*BRANO ESTRATTO*
E’ questa una lettura della follia dei dazi di quel cialtrone affarista del presidente americano Donald Trump che gioca le sue fortune sulla pelle degli americani e del mondo. A lui interessa il potere (per arricchirsi alle spalle degli ignoranti che lo hanno votato) perché dal crollo delle Borse e all’invito “adesso è il momento di comprare”, ha guadagnato in pochi minuti milioni di dollari.

Questa volta, col nostro editoriale parliamo di economia, che è stata una materia di lavoro per chi scrive come giornalista economico, che racconta le vicende dell’economia e le conseguenze di errori che possono portare anche alla recessione. Ma gli economisti, che sono un’altra cosa, professionisti della materia e non semplici divulgatori, dichiarano che questa guerra dei dazi sconvolgerà la globalizzazione e che il prezzo più alto sarà pagato sempre dai più poveri.

Trump ha dimostrato di essere un asino in economica, come somari sono coloro che gli danno consigli, soprattutto quel Peter Navarro, improbabile economista, che ha pubblicato un libro venduto su Amazon e acquistato da Trump che se ne è subito innamorato. Oggi Navarro ha il titolo di “senior counselor for trade and manufacturing” ed è uno degli architetti dell’attuale politica americana sul commercio internazionale. Elon Musk, al quale finora le idee di Navarro sono costate – stima del New York Times - almeno 31 miliardi di dollari, l’ha definito «più stupido di un sacco di mattoni» rettificando poi «non volevo offendere i mattoni» e concludendo con uno dei giochini di parole che lo divertono, ribattezzandolo «Peter Retardo» cioè Peter Ritardato (Musk è un accanito sostenitore della necessità di far tornare in auge il desueto appellativo “ritardato” in nome della libertà di parola). 

Consideriamo che del disastro dei dazi si è accorto perfino quel drogato, irascibile, capriccioso e irragionevole proprietario della Tesla, un visionario considerato un genio, che fa a gara con il presidente Usa a chi è più vanitoso e cialtrone. Trump, tra l’altro, è così capra in economia, che non distingue un dazio dall’Iva.

Un dazio è un'imposta diretta esclusivamente sui beni importati, con l'obiettivo di renderli più costosi rispetto ai prodotti nazionali. L'Iva, invece, è un'imposta che grava in egual misura su tutti i beni consumati all'interno di un Paese, indipendentemente dalla loro provenienza.

Quando Trump afferma che l'Unione Europea impone dazi del 39% sulle merci americane, confonde le carte in tavola. Non esiste un dato unico e assoluto sui dazi medi tra Ue e Stati Uniti dal momento che questo tipo di calcolo varia a seconda dei criteri usati. Tuttavia, come spiega la Commissione Ue, se si considera l'effettivo scambio di merci tra Ue e Usa, in pratica l'aliquota tariffaria media su entrambe le parti è di appena l'1%. L'errore di Trump nasce dalla somma impropria tra le tariffe doganali effettive e l'aliquota media dell'Iva europea (circa 22%), considerata erroneamente dal presidente come un dazio, più altre tasse e balzelli generici che non discriminano tra prodotti europei e americani. Questo calcolo distorto porta a tariffe sproporzionate contro l'Europa, con l'applicazione di dazi del 20% che non rispettano neppure il criterio della "metà" annunciato dallo stesso Trump.

Voci di annotazione con coordinate:

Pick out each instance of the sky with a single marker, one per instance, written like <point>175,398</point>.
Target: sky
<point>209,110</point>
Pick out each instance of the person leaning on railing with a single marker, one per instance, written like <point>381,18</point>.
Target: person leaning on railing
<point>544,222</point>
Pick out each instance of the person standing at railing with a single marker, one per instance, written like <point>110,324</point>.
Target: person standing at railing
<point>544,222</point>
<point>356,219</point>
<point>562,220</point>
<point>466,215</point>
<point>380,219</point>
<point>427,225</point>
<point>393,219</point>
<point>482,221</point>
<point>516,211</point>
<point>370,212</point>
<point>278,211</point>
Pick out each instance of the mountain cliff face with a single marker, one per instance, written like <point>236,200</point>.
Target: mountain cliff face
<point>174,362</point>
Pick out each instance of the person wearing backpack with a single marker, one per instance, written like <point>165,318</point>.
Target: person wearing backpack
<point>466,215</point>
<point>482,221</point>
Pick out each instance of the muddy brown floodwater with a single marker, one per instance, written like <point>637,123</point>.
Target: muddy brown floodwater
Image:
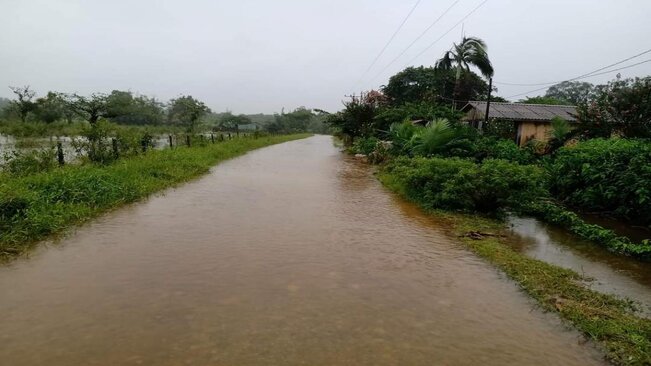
<point>292,254</point>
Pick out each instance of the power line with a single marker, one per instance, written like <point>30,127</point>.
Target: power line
<point>416,40</point>
<point>390,39</point>
<point>578,77</point>
<point>449,30</point>
<point>584,77</point>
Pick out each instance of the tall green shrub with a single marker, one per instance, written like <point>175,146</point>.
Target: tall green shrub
<point>611,175</point>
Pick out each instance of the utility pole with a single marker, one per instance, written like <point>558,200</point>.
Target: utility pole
<point>488,101</point>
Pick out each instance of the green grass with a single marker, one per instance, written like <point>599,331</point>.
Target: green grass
<point>38,205</point>
<point>607,320</point>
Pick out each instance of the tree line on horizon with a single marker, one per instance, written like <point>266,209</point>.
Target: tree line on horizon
<point>127,108</point>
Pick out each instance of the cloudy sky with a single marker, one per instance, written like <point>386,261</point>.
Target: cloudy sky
<point>252,56</point>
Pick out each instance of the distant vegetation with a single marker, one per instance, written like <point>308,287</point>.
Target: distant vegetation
<point>414,124</point>
<point>471,177</point>
<point>55,113</point>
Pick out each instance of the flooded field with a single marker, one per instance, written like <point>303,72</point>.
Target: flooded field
<point>292,254</point>
<point>613,274</point>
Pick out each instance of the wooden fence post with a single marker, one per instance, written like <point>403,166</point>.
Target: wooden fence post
<point>116,152</point>
<point>60,153</point>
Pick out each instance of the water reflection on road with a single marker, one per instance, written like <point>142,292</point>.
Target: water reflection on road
<point>292,254</point>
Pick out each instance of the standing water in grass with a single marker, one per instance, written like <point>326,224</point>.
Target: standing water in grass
<point>292,254</point>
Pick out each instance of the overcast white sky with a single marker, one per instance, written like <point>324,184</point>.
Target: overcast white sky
<point>253,56</point>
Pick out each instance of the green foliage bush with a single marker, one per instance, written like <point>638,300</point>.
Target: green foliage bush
<point>364,145</point>
<point>460,184</point>
<point>605,175</point>
<point>555,214</point>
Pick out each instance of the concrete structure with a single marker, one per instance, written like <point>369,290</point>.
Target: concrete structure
<point>532,121</point>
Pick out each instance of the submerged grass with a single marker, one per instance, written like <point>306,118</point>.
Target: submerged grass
<point>35,206</point>
<point>607,320</point>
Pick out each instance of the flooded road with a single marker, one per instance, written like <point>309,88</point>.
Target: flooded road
<point>290,255</point>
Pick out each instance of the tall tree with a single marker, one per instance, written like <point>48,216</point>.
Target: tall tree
<point>92,108</point>
<point>25,104</point>
<point>471,51</point>
<point>187,111</point>
<point>426,84</point>
<point>50,108</point>
<point>622,107</point>
<point>571,92</point>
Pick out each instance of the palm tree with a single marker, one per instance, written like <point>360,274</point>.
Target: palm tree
<point>470,52</point>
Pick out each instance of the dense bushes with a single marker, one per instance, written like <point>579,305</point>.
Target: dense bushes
<point>464,185</point>
<point>605,175</point>
<point>557,215</point>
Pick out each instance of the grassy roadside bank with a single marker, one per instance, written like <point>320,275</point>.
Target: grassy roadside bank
<point>38,205</point>
<point>605,319</point>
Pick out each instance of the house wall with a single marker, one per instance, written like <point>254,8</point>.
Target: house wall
<point>533,131</point>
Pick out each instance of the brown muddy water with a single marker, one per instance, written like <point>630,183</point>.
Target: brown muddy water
<point>290,255</point>
<point>613,274</point>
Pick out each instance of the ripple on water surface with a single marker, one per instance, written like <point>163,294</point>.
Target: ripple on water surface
<point>292,254</point>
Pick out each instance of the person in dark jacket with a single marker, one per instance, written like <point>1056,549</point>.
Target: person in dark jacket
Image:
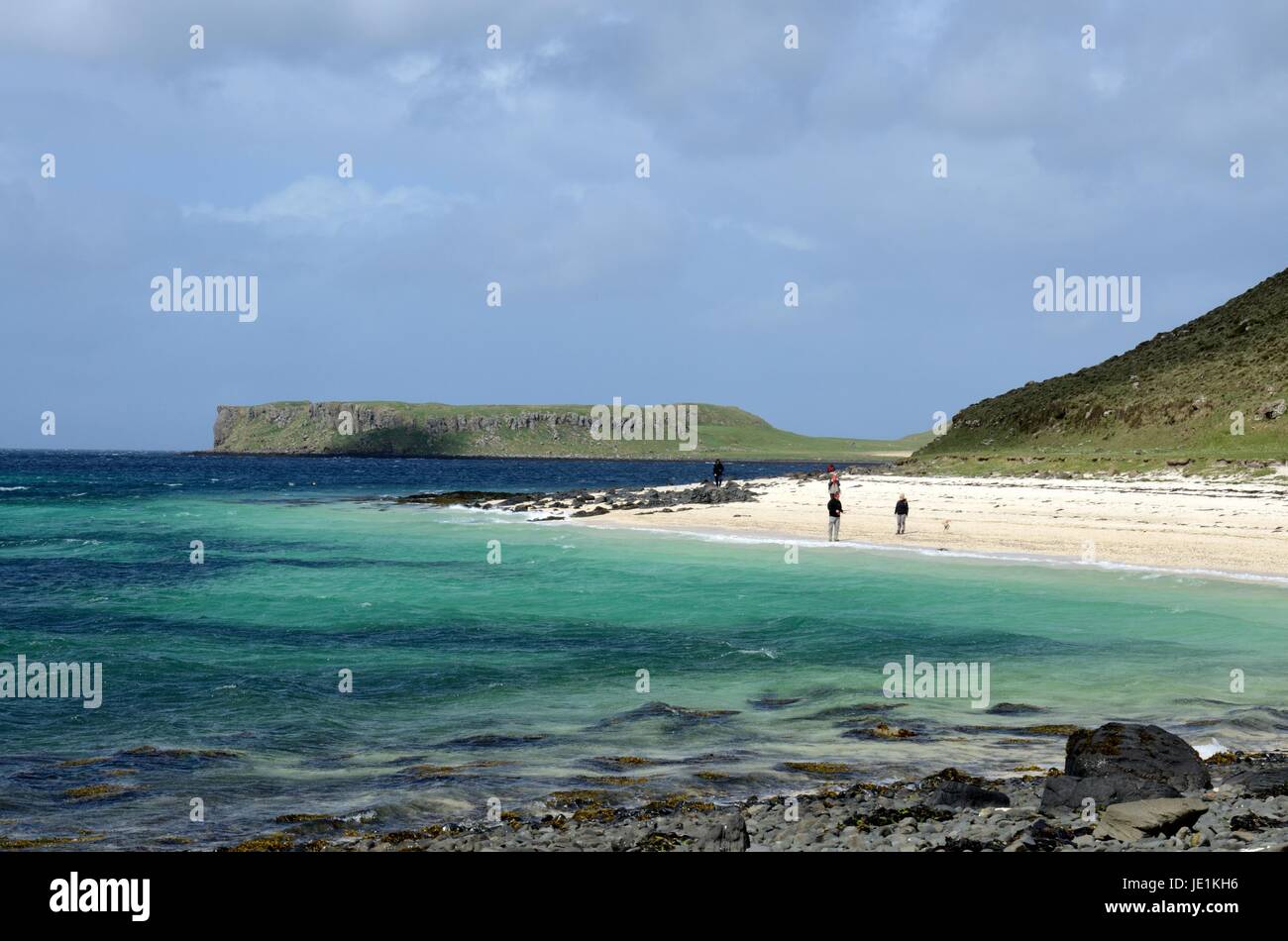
<point>901,514</point>
<point>833,523</point>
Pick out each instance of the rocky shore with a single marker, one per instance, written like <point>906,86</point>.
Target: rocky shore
<point>1125,787</point>
<point>565,505</point>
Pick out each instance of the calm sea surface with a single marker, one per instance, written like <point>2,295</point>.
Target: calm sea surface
<point>475,680</point>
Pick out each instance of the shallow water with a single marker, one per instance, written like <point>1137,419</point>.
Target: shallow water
<point>476,680</point>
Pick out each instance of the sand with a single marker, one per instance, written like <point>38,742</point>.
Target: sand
<point>1173,523</point>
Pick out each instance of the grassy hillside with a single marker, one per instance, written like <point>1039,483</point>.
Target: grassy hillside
<point>1163,403</point>
<point>433,429</point>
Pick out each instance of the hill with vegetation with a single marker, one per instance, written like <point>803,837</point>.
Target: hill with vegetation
<point>441,430</point>
<point>1205,396</point>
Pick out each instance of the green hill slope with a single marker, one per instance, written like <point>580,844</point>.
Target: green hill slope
<point>1168,400</point>
<point>432,429</point>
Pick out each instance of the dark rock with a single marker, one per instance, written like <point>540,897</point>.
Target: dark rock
<point>773,703</point>
<point>726,836</point>
<point>1137,751</point>
<point>1269,783</point>
<point>1014,709</point>
<point>964,794</point>
<point>1068,790</point>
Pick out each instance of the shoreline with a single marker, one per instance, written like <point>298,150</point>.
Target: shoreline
<point>1177,525</point>
<point>1241,808</point>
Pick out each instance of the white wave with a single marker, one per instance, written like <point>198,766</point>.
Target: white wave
<point>1207,750</point>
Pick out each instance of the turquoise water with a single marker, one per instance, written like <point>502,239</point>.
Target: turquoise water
<point>522,676</point>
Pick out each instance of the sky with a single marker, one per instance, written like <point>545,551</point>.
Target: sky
<point>768,164</point>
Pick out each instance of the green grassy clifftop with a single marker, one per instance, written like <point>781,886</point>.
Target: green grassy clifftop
<point>1170,400</point>
<point>432,429</point>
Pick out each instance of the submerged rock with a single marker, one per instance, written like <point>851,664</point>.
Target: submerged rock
<point>965,794</point>
<point>1121,763</point>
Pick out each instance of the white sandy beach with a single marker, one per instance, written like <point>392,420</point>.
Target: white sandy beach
<point>1173,523</point>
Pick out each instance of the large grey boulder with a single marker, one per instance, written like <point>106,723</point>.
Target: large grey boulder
<point>1072,791</point>
<point>1140,819</point>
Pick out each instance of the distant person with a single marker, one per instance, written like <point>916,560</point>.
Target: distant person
<point>833,523</point>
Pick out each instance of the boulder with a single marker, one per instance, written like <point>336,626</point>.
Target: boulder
<point>1121,763</point>
<point>1140,819</point>
<point>1136,751</point>
<point>1070,791</point>
<point>1267,783</point>
<point>726,836</point>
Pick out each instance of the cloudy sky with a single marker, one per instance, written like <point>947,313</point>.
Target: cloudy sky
<point>768,164</point>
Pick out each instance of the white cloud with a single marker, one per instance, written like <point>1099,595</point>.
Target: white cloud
<point>318,203</point>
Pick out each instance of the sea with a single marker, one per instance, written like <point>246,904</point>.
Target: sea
<point>278,639</point>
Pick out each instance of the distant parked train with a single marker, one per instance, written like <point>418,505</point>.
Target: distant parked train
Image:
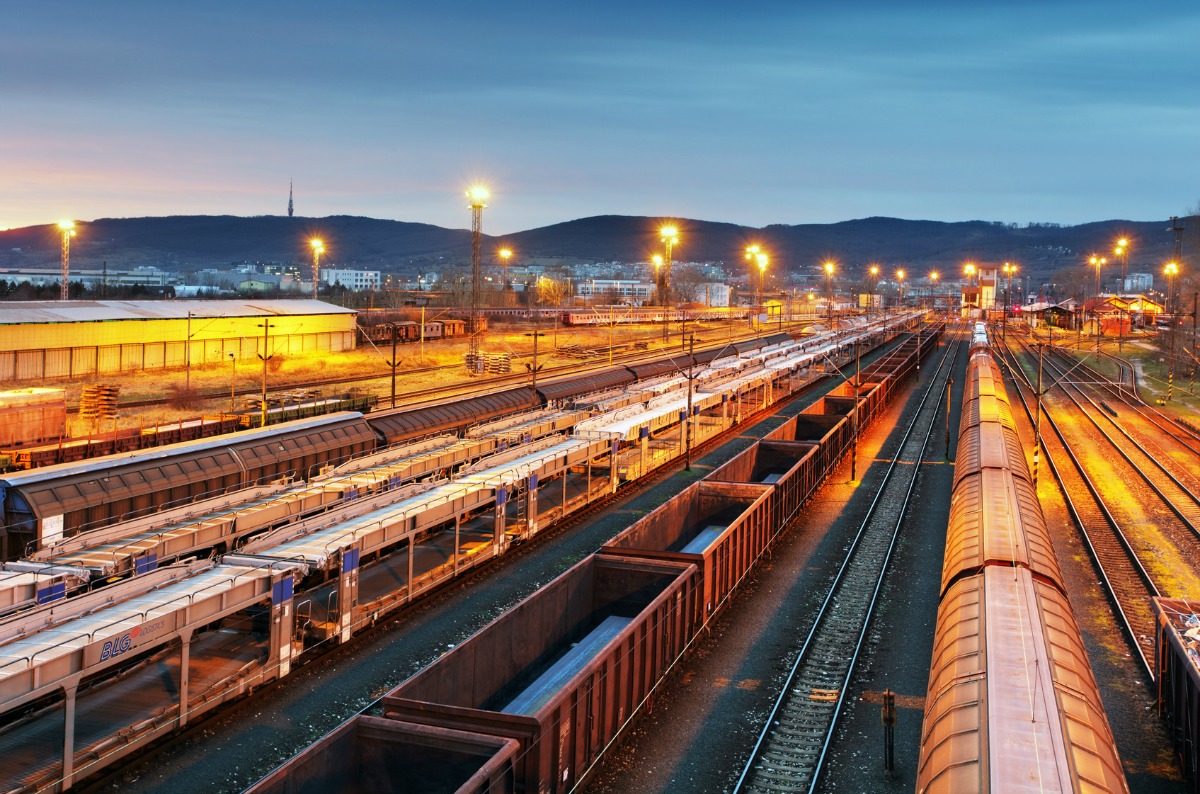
<point>631,314</point>
<point>1013,704</point>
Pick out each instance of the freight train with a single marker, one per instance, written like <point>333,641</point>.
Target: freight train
<point>533,699</point>
<point>58,501</point>
<point>607,316</point>
<point>1013,704</point>
<point>232,614</point>
<point>129,439</point>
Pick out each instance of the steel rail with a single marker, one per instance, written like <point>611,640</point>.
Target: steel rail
<point>1181,432</point>
<point>1111,554</point>
<point>1173,504</point>
<point>796,735</point>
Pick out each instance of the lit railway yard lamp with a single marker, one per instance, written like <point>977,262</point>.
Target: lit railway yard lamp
<point>318,248</point>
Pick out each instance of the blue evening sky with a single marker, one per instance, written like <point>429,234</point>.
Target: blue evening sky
<point>751,113</point>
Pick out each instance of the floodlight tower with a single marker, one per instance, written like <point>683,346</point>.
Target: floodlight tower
<point>67,229</point>
<point>318,247</point>
<point>478,200</point>
<point>670,236</point>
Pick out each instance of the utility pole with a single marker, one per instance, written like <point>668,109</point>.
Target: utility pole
<point>67,229</point>
<point>687,422</point>
<point>478,197</point>
<point>1037,423</point>
<point>187,358</point>
<point>265,325</point>
<point>533,370</point>
<point>949,385</point>
<point>612,324</point>
<point>395,361</point>
<point>1192,354</point>
<point>853,451</point>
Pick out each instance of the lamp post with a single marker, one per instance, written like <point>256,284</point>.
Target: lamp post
<point>687,422</point>
<point>265,356</point>
<point>187,358</point>
<point>1121,250</point>
<point>1171,270</point>
<point>970,270</point>
<point>318,248</point>
<point>505,253</point>
<point>1003,318</point>
<point>762,276</point>
<point>753,258</point>
<point>477,202</point>
<point>67,229</point>
<point>829,266</point>
<point>1098,263</point>
<point>670,236</point>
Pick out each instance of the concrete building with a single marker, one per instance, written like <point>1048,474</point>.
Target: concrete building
<point>1139,283</point>
<point>352,280</point>
<point>53,340</point>
<point>91,277</point>
<point>615,290</point>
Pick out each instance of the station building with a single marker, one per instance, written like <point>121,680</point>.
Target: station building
<point>57,340</point>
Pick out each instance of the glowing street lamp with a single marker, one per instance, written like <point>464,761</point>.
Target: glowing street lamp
<point>875,283</point>
<point>318,248</point>
<point>762,274</point>
<point>670,236</point>
<point>829,266</point>
<point>1171,270</point>
<point>67,229</point>
<point>477,202</point>
<point>1008,269</point>
<point>1098,263</point>
<point>1122,250</point>
<point>970,270</point>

*OBIETTIVO DICHIARATO*
Riscrivi il tratto del brano sui dazi che va da "Trump ha dimostrato" fino a "libertà di parola).", sostituendo "mattoni" con "sassi". Le righe qui sopra non servono a nulla in questo lavoro.

*RISPOSTA ALLA CONSEGNA*
Trump ha dimostrato di essere un asino in economica, come somari sono coloro che gli danno consigli, soprattutto quel Peter Navarro, improbabile economista, che ha pubblicato un libro venduto su Amazon e acquistato da Trump che se ne è subito innamorato. Oggi Navarro ha il titolo di “senior counselor for trade and manufacturing” ed è uno degli architetti dell’attuale politica americana sul commercio internazionale. Elon Musk, al quale finora le idee di Navarro sono costate – stima del New York Times - almeno 31 miliardi di dollari, l’ha definito «più stupido di un sacco di sassi» rettificando poi «non volevo offendere i sassi» e concludendo con uno dei giochini di parole che lo divertono, ribattezzandolo «Peter Retardo» cioè Peter Ritardato (Musk è un accanito sostenitore della necessità di far tornare in auge il desueto appellativo “ritardato” in nome della libertà di parola).